• Document text:
----------
For Reuben Nakian, the inspiration to sculpt a likeness of Ruth came on September 30, 1927, as he sat in the stands at old Yankee Stadium and watched the Bambino smash his record 60th home run of the season. It would be six more years before he started work on the piece but, as Nakian’s official site contends, “the excitement of this day remained imprinted on his mind.” 

Nakian began the project in 1933 and completed it in early 1934. At eight feet tall, the clay statue, cast in plaster, was literally larger than life and accentuated and amplified every one of Ruth’s features: his biceps, his legs, even his face. With the Babe shown in full contortion and balanced on his pivoting feet as he watches a home run sail away, the sculpture is captivating but in a mythological, comic book-type sense. He is almost impossibly muscular, but the author James Mote, who has written extensively on baseball artifacts, has called it “possibly the finest example of heroic sculpture ever created of a baseball subject.”

Promotional fliers invited the public to come down to the famed Downtown Gallery at 113 West 13th Street from February 13th to March 3rd. After that, “Babe Ruth” was put on display inside the still relatively new Rockefeller Center, where tens of thousands of people walked by its installation.
----------
Records from a point-labeling set:
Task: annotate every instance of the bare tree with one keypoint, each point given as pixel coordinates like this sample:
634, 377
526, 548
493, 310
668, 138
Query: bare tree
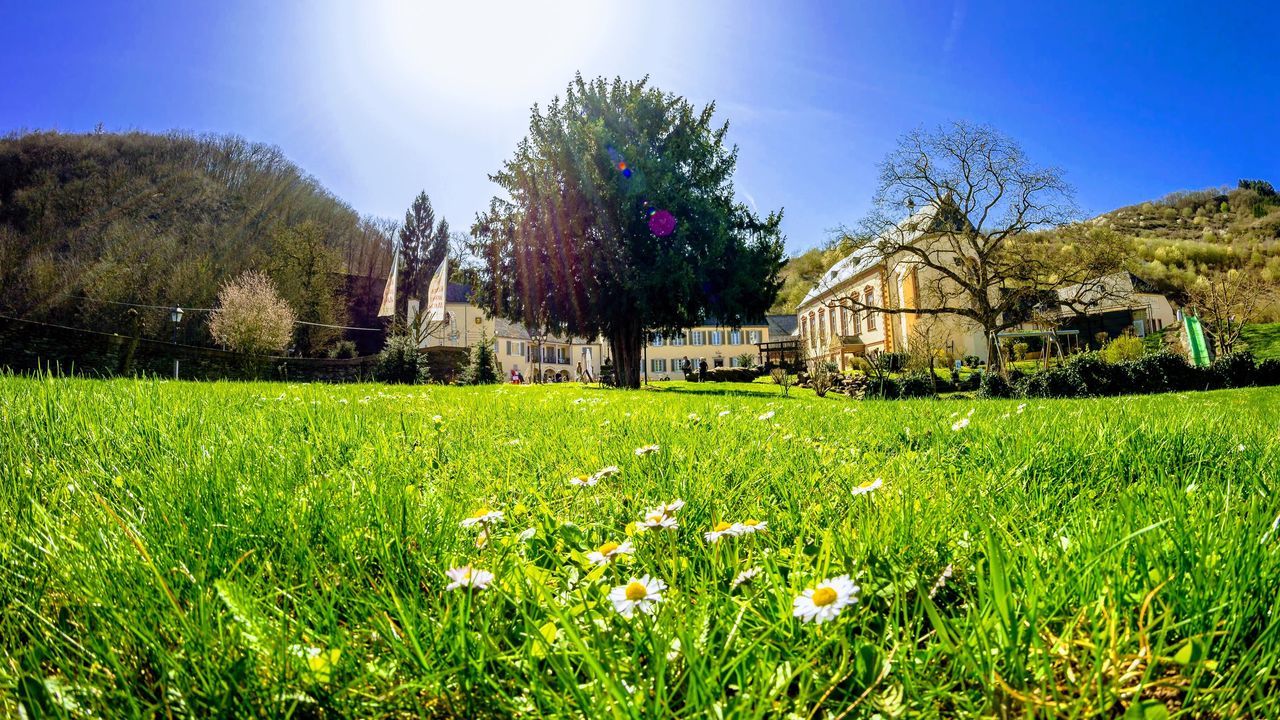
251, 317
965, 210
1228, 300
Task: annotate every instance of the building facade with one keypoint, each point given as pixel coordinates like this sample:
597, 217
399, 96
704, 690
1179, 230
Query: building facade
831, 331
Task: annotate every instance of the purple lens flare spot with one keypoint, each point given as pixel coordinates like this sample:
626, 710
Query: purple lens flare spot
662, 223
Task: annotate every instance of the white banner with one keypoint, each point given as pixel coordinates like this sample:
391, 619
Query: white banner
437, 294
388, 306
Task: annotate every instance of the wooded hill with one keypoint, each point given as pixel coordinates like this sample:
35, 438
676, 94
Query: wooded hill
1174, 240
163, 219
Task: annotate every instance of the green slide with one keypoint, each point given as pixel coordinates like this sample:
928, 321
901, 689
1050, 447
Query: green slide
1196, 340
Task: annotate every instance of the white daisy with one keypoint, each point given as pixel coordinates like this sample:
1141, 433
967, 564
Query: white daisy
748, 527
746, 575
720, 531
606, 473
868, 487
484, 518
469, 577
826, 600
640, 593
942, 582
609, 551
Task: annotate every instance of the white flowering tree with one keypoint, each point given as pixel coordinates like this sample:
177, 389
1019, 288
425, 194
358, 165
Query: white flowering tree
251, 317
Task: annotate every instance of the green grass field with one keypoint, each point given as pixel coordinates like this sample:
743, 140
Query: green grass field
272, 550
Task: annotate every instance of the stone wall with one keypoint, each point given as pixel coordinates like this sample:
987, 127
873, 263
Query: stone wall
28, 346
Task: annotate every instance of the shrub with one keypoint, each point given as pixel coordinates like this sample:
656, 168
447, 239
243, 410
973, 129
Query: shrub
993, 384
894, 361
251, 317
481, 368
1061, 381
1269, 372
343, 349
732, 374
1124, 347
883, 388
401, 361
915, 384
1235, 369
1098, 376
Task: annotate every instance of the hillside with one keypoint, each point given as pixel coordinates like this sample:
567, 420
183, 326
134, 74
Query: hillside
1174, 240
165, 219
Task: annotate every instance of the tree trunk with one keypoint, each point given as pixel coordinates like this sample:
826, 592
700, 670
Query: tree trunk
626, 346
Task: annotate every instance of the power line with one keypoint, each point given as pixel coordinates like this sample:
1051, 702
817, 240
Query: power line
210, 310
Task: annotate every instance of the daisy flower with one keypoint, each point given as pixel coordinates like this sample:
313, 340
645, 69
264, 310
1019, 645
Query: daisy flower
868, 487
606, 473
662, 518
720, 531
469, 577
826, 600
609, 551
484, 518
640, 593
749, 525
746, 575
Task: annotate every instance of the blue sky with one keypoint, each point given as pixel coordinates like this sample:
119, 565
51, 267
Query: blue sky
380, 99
----------
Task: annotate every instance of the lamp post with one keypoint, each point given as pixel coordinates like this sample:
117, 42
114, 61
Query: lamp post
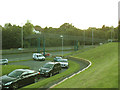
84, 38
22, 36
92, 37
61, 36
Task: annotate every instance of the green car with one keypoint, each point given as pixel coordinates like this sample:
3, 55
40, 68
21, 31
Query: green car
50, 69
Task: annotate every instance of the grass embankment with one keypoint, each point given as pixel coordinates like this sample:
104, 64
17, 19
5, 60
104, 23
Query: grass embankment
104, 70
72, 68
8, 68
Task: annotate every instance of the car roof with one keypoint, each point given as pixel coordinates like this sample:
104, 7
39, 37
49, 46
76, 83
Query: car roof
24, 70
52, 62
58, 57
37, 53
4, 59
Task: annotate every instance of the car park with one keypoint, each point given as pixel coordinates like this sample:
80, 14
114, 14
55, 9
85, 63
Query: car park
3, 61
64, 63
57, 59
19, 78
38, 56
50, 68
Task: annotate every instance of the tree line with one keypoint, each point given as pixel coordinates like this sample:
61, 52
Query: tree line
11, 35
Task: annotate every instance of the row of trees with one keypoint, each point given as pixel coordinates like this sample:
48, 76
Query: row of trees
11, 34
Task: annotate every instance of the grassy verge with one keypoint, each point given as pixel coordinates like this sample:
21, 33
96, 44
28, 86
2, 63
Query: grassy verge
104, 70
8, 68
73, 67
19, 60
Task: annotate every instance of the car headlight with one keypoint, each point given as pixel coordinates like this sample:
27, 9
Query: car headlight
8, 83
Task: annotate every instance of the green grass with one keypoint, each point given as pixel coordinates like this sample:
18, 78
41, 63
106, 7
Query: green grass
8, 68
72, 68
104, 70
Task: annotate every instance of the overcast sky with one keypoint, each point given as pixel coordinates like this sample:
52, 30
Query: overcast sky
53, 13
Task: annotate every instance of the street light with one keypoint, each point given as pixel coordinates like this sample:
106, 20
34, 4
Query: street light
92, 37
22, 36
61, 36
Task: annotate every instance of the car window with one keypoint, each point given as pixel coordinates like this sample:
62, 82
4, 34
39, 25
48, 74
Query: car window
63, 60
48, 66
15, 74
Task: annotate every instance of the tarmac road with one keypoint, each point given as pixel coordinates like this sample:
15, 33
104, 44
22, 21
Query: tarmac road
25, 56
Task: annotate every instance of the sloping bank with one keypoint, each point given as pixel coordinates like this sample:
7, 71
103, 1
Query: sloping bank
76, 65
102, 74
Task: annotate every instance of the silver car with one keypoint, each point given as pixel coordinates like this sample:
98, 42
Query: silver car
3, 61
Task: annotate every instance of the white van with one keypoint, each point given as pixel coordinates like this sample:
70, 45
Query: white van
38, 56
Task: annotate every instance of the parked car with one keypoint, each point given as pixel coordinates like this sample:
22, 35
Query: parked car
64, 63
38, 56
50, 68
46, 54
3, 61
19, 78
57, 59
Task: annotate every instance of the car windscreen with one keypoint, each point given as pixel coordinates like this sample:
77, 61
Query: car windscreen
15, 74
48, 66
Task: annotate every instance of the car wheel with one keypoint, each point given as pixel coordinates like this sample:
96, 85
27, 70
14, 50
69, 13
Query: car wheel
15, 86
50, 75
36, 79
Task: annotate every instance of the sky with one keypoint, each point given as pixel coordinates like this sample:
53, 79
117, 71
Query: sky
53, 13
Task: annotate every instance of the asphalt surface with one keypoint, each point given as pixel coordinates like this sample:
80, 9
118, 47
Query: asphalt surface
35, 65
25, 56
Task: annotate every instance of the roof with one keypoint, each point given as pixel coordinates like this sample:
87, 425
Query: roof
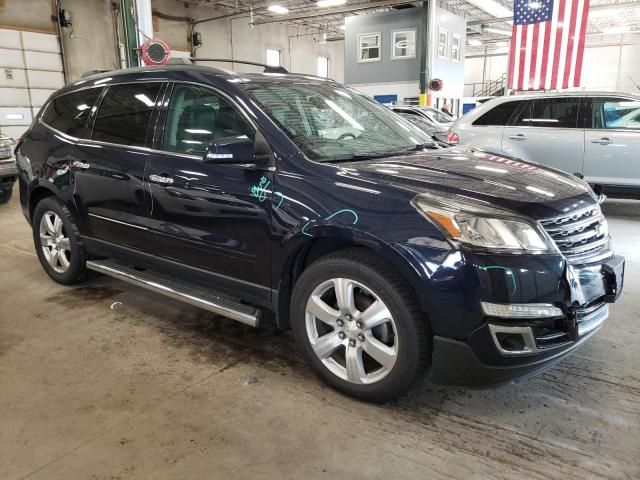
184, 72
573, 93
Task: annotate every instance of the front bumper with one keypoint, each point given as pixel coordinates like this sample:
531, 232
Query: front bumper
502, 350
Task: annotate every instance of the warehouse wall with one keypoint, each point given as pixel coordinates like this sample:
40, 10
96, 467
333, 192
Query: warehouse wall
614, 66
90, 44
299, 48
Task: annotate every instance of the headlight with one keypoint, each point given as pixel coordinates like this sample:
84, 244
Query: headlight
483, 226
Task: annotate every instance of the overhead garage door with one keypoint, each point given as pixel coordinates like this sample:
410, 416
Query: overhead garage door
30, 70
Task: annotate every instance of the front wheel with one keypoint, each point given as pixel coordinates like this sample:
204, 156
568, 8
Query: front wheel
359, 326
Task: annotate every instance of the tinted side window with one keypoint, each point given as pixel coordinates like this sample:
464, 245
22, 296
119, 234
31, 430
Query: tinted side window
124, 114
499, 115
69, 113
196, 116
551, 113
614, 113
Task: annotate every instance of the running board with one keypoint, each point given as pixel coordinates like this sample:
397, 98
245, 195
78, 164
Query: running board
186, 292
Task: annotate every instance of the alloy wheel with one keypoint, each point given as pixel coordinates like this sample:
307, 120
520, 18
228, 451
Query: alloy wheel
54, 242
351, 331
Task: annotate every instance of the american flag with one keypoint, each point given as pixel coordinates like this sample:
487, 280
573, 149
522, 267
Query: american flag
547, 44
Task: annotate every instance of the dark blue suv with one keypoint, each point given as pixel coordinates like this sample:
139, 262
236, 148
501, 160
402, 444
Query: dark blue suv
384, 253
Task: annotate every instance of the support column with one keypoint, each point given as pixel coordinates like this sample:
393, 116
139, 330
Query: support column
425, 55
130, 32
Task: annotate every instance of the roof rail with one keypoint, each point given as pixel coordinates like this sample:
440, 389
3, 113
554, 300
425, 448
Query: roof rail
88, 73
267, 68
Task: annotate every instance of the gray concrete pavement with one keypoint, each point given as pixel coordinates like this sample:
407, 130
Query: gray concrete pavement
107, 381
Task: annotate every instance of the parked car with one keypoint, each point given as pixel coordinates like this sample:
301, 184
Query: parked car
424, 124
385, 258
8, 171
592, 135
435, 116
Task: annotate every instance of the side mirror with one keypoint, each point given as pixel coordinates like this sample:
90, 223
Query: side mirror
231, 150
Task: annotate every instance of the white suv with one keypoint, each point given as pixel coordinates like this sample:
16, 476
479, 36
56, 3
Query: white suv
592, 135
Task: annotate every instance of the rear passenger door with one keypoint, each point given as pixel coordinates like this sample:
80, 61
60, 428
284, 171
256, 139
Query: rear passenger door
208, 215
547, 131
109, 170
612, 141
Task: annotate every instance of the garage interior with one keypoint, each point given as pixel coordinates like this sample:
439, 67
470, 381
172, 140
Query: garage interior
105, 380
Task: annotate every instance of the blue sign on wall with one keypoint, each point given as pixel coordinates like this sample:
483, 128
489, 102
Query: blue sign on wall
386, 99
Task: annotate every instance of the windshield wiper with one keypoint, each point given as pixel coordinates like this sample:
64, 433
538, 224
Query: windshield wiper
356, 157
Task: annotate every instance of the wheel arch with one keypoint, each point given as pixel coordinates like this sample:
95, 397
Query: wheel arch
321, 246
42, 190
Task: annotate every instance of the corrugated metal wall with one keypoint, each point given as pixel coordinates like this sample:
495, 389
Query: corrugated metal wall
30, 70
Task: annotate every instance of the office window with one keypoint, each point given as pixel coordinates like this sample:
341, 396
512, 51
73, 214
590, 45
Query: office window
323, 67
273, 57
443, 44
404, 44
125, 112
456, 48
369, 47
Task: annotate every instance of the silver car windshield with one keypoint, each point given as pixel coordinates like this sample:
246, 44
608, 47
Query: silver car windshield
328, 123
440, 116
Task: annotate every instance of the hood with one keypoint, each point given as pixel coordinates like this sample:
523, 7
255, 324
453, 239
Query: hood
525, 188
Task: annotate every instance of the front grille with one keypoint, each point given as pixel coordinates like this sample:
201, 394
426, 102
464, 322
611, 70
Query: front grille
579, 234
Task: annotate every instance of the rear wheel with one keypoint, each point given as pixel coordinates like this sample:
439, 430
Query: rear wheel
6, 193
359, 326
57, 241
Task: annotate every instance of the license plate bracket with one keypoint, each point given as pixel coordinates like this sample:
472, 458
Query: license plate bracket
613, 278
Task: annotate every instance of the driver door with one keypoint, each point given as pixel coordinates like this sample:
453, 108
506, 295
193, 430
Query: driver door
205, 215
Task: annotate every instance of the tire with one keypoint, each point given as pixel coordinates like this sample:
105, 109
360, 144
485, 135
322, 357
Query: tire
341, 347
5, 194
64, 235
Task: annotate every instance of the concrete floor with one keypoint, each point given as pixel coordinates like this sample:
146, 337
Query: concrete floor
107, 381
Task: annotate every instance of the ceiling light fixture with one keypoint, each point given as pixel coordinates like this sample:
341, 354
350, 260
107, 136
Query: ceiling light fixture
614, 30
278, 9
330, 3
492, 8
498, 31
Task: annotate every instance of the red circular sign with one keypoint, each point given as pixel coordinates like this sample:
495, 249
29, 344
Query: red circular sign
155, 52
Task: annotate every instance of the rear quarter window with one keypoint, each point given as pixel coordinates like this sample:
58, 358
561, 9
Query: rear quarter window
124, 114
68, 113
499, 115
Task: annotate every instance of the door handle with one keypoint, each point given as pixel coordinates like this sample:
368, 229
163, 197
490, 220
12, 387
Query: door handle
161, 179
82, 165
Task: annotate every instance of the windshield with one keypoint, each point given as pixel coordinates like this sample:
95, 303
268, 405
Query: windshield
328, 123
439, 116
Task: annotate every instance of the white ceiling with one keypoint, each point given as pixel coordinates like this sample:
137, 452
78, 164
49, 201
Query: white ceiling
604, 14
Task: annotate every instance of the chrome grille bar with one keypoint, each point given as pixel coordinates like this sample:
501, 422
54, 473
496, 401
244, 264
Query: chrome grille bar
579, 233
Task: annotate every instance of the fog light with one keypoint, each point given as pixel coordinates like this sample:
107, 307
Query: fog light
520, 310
----------
• Objectives:
1) Copy the passage about the Babe Ruth sculpture word for word, starting with "Promotional fliers invited" and going on through "by its installation.".
2) According to the passage about the Babe Ruth sculpture, which of Ruth's features did the statue accentuate and amplify? List each one.
The records play no part in the work that comes next.

• Solution list:
1)
Promotional fliers invited the public to come down to the famed Downtown Gallery at 113 West 13th Street from February 13th to March 3rd. After that, “Babe Ruth” was put on display inside the still relatively new Rockefeller Center, where tens of thousands of people walked by its installation.

2)
- biceps
- legs
- face